Dataset entries:
---*---

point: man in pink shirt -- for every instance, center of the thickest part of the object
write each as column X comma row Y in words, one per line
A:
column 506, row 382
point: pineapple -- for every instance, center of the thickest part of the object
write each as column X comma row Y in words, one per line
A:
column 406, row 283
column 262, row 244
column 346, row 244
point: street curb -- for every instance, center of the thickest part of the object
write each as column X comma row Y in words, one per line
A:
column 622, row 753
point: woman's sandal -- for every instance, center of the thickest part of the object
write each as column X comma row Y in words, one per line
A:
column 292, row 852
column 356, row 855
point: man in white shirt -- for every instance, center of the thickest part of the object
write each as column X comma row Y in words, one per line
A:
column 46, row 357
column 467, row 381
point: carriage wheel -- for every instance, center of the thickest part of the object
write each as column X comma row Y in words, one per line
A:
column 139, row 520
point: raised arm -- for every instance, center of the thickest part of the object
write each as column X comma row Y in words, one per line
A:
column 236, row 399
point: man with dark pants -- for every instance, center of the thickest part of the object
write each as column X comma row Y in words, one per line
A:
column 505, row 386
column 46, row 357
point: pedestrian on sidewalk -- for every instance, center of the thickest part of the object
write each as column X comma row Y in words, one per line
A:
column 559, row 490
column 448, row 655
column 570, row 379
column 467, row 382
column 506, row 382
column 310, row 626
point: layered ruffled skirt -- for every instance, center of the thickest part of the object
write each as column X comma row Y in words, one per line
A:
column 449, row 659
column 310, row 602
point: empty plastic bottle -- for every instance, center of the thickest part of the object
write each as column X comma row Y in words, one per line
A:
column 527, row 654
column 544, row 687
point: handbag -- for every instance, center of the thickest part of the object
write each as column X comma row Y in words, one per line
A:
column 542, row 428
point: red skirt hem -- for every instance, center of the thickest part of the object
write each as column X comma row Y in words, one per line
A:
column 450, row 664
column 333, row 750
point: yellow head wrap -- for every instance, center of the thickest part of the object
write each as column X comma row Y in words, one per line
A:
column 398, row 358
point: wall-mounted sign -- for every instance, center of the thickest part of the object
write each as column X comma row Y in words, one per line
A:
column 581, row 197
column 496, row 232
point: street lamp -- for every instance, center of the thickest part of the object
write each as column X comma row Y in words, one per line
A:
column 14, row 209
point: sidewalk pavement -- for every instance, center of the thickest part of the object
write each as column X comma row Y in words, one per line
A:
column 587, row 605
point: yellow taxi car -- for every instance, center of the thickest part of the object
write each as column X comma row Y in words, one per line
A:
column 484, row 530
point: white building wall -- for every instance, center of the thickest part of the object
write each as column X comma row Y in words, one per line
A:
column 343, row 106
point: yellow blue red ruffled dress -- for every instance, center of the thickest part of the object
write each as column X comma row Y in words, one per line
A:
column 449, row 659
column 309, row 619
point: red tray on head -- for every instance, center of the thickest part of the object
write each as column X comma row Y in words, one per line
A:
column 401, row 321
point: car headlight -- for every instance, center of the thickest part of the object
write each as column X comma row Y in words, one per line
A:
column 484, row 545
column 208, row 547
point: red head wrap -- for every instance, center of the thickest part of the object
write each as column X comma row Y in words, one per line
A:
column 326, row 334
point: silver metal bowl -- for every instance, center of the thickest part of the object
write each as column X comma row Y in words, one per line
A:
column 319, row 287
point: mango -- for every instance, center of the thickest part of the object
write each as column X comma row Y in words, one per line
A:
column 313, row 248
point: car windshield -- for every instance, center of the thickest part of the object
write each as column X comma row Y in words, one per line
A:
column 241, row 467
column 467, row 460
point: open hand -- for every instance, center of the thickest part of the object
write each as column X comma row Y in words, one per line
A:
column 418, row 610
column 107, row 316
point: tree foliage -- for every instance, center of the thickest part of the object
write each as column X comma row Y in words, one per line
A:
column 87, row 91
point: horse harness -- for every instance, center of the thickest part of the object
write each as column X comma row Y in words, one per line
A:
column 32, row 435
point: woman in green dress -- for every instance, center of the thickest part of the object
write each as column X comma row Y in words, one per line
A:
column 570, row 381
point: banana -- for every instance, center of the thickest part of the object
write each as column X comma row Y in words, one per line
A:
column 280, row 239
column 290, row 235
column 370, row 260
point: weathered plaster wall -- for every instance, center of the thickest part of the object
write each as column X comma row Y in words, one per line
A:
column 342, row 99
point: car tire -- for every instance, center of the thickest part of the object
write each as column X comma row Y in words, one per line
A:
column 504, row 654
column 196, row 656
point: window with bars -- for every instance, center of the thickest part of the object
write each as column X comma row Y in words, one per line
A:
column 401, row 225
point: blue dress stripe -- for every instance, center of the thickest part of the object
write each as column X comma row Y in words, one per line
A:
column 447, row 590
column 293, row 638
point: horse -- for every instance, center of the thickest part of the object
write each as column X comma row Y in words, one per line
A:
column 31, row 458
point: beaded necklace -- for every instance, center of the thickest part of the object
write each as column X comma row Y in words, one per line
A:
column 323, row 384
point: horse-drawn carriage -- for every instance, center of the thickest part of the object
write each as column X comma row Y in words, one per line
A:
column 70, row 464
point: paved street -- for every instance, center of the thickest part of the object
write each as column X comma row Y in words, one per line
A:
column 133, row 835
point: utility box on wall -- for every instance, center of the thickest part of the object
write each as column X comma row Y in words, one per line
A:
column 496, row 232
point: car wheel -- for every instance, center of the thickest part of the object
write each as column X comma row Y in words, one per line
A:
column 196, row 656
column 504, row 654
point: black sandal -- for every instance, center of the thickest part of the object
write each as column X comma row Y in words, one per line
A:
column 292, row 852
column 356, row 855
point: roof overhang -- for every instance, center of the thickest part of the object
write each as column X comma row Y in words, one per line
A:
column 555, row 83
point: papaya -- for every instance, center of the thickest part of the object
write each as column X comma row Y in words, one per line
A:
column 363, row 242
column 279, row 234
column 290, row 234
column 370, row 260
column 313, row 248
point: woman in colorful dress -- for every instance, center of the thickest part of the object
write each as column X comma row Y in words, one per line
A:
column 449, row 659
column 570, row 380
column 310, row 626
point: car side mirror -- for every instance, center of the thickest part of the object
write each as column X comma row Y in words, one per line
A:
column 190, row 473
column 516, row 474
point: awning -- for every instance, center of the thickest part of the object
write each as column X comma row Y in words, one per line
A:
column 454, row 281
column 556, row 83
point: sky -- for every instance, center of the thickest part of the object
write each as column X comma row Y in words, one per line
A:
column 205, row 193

---*---

Try it:
In restating the data, begin at its first line, reproduce each line word for word, and conclude with the line that contains "point: pineapple -- for".

Result of this task:
point: man in pink shirt -- for every instance, center of the thickest part of the object
write each as column X comma row Y in words, one per line
A:
column 506, row 382
point: pineapple -- for every instance, center of the thickest part of the object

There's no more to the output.